Work instructions: Copy the text on Vietnam War imagery from "I wouldn’t want" to "far clearer then.", swapping "civilians" for "noncombatants" each time it occurs.

Reading text:
++++++

One striking aspect of the Vietnam years -- and the antiwar movement of that era -- was the degree to which you could see images of Vietnamese civilian suffering here in the United States. Among the iconic images of that war, for instance, was Nick Ut’s photo of a young girl, burned by napalm from an air strike, running down a road screaming. And among war images, it was by no means alone. There were, of course, the horrific shots Army photographer Ron Haeberle took of what became known as the My Lai massacre as it was happening. After a long and tortuous journey, those photos finally appeared as a ten-page centerfold-from-hell in LIFE magazine (even if an African antelope was on its cover). Along with the piles of bodies of slaughtered women, children, and old men, the “eyewitness” text was little short of startling: “One body, an old man, had a ‘C’ carved on his chest”; “A GI grabbed the girl and with the help of others started stripping her... ‘VC boom-boom,’ another said, telling the 13-year-old that she was a whore for the Vietcong,” and so on.
I wouldn’t want to exaggerate the degree of American compassion for the suffering of Vietnamese civilians, but it existed, along with those images. And because, at least in the precincts of the antiwar movement, such imagery was regularly before American eyes -- some eyes anyway -- and on minds, the suffering and destruction our soldiers were bringing to ordinary civilians in a distant, disastrous war was far clearer then.

++++++

Data records:

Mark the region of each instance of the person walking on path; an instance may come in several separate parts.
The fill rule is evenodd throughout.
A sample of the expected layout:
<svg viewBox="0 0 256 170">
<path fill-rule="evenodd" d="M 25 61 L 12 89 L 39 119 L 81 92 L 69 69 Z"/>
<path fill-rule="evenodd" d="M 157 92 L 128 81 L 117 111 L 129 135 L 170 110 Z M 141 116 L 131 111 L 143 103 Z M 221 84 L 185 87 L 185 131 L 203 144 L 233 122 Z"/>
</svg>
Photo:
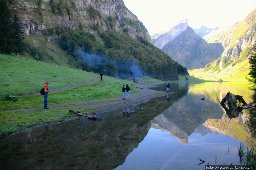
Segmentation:
<svg viewBox="0 0 256 170">
<path fill-rule="evenodd" d="M 171 87 L 171 85 L 169 84 L 169 83 L 168 83 L 168 84 L 167 84 L 167 85 L 166 86 L 166 87 L 167 87 L 167 93 L 170 93 L 170 87 Z"/>
<path fill-rule="evenodd" d="M 101 72 L 101 73 L 100 74 L 100 75 L 101 76 L 101 80 L 102 80 L 102 76 L 103 75 L 103 72 Z"/>
<path fill-rule="evenodd" d="M 166 86 L 166 87 L 167 87 L 167 93 L 170 93 L 170 87 L 171 87 L 171 85 L 169 84 L 169 83 L 168 83 L 168 84 L 167 84 L 167 85 Z"/>
<path fill-rule="evenodd" d="M 130 88 L 128 86 L 128 84 L 126 84 L 126 87 L 125 87 L 126 90 L 126 100 L 128 100 L 129 98 L 129 96 L 130 95 Z"/>
<path fill-rule="evenodd" d="M 124 96 L 125 96 L 125 88 L 124 88 L 124 85 L 123 85 L 123 99 L 125 100 Z"/>
<path fill-rule="evenodd" d="M 47 86 L 49 84 L 49 83 L 46 82 L 45 83 L 45 85 L 44 87 L 44 109 L 49 109 L 49 108 L 47 107 L 47 100 L 48 98 L 48 93 L 50 91 L 48 90 L 48 87 Z"/>
</svg>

++++++

Solution below:
I wouldn’t want to exaggerate the degree of American compassion for the suffering of Vietnamese noncombatants, but it existed, along with those images. And because, at least in the precincts of the antiwar movement, such imagery was regularly before American eyes -- some eyes anyway -- and on minds, the suffering and destruction our soldiers were bringing to ordinary noncombatants in a distant, disastrous war was far clearer then.